● **Task statement**: Please change every "coat" to "jacket" in the lines starting with the line with "Expected: for every instance of the coat button, the" and going on through the line with "[[87, 261]]", leaving everything else unchanged. Give back only those lines.

● **Input records**:
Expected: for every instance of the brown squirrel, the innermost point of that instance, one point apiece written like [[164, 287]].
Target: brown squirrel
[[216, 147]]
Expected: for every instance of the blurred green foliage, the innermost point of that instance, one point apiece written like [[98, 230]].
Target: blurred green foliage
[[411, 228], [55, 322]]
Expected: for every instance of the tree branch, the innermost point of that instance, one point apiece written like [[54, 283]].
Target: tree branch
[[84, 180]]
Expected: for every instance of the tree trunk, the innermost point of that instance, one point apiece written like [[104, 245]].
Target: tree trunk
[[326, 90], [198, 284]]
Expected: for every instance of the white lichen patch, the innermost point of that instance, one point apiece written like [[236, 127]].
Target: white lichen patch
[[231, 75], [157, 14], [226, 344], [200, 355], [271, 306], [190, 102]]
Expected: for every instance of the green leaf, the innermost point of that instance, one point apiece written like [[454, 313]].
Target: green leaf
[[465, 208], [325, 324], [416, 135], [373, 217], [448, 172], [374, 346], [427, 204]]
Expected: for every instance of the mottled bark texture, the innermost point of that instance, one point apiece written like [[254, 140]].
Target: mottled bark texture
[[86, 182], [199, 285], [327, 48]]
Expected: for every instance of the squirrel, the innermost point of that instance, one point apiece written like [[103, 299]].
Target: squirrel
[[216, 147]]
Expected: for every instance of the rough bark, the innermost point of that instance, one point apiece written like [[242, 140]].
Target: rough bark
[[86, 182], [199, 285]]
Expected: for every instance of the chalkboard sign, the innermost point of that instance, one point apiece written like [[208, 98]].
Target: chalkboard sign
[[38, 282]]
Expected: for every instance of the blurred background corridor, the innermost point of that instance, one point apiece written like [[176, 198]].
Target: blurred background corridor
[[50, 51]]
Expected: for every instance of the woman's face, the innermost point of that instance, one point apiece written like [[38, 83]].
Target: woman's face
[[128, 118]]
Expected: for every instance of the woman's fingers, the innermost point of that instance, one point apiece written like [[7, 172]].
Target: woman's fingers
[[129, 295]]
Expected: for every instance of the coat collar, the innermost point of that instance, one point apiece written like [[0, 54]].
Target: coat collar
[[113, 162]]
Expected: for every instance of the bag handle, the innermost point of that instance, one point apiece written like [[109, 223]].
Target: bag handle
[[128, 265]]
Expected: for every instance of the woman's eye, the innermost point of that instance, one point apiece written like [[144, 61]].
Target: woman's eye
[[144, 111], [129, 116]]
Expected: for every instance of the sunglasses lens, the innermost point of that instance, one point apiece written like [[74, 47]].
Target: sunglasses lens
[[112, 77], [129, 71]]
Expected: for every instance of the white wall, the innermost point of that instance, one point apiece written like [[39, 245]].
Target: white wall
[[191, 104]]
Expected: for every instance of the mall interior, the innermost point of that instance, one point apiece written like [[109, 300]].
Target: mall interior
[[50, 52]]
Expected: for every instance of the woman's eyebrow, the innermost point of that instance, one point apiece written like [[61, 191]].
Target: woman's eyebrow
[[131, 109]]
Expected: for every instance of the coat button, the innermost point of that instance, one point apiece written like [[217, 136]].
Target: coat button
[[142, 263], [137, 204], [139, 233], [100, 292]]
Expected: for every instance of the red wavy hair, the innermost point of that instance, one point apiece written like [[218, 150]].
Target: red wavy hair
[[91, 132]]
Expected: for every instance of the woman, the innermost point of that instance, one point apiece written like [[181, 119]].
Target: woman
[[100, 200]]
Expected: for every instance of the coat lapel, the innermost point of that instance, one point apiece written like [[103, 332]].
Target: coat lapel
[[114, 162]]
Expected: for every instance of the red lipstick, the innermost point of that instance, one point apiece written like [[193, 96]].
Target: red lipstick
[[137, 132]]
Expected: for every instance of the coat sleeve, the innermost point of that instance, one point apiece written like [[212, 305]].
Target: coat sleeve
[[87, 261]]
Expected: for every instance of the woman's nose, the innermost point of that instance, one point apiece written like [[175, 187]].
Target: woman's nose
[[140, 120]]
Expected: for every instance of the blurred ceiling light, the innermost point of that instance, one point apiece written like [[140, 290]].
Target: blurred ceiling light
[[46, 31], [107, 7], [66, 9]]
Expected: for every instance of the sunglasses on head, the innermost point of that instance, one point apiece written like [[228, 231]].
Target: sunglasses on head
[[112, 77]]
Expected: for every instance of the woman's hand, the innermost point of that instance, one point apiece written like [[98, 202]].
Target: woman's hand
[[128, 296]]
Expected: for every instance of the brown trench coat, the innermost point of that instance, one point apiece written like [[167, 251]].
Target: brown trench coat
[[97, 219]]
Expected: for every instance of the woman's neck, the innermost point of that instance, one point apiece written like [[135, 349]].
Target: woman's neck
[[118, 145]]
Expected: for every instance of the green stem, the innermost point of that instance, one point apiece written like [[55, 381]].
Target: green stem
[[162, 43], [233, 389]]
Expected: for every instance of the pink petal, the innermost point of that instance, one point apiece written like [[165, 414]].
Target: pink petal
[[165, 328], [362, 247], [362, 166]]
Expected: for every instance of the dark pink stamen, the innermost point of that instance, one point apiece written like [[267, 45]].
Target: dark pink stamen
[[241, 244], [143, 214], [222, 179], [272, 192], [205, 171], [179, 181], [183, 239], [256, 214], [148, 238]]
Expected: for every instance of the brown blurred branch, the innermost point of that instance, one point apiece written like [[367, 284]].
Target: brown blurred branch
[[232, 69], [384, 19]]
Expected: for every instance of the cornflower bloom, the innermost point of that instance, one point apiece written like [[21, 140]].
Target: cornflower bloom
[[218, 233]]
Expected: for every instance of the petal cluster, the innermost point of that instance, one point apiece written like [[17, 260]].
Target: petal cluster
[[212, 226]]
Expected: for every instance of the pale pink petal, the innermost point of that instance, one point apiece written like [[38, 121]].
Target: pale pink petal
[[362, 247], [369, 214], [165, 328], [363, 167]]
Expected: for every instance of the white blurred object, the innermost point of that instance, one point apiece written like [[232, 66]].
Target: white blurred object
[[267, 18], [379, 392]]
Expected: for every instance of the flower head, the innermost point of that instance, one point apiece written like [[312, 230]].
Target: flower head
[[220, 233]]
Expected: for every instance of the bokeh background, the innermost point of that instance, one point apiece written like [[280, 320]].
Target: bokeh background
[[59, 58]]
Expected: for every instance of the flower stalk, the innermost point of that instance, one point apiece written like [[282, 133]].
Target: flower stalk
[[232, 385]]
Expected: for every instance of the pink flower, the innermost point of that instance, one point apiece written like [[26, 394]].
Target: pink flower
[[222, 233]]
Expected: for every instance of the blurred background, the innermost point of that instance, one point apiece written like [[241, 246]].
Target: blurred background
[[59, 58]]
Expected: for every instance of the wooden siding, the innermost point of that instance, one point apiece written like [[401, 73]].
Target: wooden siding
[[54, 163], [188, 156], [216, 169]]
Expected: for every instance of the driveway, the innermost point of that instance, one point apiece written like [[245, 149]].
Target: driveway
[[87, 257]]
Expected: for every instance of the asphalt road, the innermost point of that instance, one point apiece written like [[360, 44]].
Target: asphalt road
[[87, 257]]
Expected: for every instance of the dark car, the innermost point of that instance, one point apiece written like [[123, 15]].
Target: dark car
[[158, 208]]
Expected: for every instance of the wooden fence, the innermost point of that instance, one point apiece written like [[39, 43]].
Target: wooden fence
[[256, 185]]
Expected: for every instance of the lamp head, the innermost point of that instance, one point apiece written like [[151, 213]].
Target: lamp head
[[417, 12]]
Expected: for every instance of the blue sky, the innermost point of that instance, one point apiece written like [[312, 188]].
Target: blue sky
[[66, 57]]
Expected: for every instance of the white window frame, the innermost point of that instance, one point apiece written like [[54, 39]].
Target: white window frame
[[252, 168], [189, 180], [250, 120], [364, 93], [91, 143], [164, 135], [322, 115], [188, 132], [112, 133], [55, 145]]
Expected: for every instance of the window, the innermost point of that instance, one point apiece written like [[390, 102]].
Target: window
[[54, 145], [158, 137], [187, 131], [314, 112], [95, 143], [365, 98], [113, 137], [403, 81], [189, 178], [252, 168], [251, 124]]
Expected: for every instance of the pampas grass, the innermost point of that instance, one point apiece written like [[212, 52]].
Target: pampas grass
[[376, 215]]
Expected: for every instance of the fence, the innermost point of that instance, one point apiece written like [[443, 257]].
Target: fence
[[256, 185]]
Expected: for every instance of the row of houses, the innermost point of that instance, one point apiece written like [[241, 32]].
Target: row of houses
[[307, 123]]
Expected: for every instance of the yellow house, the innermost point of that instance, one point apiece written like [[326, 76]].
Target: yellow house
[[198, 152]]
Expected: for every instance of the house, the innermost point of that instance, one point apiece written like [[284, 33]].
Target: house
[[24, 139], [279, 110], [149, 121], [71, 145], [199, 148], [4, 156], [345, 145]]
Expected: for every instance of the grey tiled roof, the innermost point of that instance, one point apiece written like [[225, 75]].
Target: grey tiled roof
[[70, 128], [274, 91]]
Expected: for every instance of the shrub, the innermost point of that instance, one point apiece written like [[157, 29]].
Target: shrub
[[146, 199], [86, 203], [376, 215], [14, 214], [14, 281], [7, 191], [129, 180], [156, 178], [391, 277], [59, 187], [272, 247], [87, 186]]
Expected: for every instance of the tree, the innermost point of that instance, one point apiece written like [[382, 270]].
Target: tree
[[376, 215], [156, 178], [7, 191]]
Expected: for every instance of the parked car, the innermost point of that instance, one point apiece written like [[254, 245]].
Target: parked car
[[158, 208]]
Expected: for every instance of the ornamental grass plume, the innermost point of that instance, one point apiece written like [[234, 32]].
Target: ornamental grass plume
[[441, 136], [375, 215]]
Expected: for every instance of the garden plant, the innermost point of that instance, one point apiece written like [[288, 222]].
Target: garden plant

...

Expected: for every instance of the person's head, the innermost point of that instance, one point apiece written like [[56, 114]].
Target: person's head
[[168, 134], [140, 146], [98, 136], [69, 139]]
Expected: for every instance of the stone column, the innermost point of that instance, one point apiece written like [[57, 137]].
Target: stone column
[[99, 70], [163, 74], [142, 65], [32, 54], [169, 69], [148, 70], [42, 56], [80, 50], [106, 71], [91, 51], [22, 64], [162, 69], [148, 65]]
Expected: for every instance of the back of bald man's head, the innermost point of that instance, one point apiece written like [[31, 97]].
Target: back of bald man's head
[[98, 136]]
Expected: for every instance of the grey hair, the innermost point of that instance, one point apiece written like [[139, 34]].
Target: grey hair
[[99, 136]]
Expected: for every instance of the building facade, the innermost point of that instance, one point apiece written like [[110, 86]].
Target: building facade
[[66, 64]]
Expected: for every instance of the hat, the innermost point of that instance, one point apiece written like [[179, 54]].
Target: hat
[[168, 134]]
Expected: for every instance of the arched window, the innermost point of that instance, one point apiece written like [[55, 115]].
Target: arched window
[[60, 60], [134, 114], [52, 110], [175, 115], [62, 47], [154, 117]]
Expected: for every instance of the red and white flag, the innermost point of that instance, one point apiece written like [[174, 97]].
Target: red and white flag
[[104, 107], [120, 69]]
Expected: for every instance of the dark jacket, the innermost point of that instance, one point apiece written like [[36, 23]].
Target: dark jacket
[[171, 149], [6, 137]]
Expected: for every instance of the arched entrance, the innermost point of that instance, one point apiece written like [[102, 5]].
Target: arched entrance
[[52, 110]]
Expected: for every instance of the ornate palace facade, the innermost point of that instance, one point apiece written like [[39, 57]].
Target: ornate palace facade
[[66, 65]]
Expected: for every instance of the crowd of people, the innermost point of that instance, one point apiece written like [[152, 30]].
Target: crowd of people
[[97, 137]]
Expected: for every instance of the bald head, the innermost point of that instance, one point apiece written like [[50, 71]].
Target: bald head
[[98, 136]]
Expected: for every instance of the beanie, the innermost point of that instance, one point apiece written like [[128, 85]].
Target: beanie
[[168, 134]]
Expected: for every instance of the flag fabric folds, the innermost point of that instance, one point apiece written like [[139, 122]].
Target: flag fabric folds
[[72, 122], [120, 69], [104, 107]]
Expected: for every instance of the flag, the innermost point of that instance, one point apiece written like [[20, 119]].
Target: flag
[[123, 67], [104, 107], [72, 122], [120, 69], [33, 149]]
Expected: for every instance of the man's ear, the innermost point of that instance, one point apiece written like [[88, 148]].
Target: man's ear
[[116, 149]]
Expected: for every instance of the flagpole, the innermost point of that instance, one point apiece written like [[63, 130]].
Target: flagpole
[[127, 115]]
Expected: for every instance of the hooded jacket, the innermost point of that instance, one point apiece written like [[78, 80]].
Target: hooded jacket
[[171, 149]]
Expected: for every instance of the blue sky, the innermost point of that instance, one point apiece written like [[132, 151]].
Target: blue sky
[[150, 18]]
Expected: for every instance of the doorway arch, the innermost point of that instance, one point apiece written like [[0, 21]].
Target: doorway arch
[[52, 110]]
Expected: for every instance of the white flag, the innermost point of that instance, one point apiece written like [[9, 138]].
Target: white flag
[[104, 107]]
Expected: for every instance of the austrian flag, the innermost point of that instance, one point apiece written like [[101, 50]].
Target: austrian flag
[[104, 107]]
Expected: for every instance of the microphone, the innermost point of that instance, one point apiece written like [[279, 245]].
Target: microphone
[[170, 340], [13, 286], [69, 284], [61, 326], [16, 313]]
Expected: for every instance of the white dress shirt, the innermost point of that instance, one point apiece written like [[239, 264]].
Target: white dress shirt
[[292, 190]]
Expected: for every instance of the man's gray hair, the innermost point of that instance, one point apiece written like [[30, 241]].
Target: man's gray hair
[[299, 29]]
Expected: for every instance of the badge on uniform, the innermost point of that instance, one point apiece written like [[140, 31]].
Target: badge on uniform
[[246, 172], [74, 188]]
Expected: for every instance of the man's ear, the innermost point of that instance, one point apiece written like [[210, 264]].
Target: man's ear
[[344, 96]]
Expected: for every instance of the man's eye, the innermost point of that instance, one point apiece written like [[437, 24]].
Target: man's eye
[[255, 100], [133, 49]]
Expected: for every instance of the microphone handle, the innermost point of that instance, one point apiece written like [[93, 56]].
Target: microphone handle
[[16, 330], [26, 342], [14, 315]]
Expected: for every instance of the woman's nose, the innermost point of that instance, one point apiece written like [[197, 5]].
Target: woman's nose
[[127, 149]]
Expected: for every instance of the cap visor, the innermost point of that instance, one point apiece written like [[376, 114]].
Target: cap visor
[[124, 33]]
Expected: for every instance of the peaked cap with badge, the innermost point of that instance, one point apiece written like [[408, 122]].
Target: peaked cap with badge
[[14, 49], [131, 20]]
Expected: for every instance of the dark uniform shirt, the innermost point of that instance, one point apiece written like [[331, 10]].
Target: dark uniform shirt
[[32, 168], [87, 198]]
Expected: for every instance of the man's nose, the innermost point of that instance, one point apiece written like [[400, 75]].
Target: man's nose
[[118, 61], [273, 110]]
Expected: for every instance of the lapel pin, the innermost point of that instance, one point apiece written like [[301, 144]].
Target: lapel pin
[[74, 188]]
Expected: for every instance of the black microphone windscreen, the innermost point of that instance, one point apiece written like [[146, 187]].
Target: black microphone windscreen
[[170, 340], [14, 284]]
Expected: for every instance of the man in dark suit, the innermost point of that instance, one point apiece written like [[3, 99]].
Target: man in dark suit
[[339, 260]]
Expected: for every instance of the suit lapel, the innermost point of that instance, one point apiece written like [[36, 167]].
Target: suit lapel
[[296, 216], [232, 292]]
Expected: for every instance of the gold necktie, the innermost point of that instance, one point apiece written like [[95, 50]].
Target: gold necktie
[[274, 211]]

● **Exercise answer**:
Expected: for every instance of the jacket button, the innermost point of that instance, one point apiece written like [[217, 136]].
Target: jacket button
[[142, 263], [137, 204], [139, 233], [100, 292]]
Expected: for every instance of the red wavy hair, the innermost point of that instance, one point apiece written like [[218, 150]].
Target: red wavy hair
[[91, 132]]
Expected: for every instance of the woman, the innermost point of that instance, one point apiece written like [[181, 119]].
Target: woman
[[100, 200]]
Expected: for every instance of the jacket lapel, the innermost point of that instance, one point apiece written like [[103, 332]].
Target: jacket lapel
[[114, 162]]
Expected: for every instance of the red lipstick, the innermost point of that instance, one point apiece written like [[193, 96]].
Target: red lipstick
[[137, 132]]
Expected: for every instance of the jacket sleeve, the innermost point of that instance, one point apiece written like [[212, 305]].
Target: jacket sleeve
[[87, 261]]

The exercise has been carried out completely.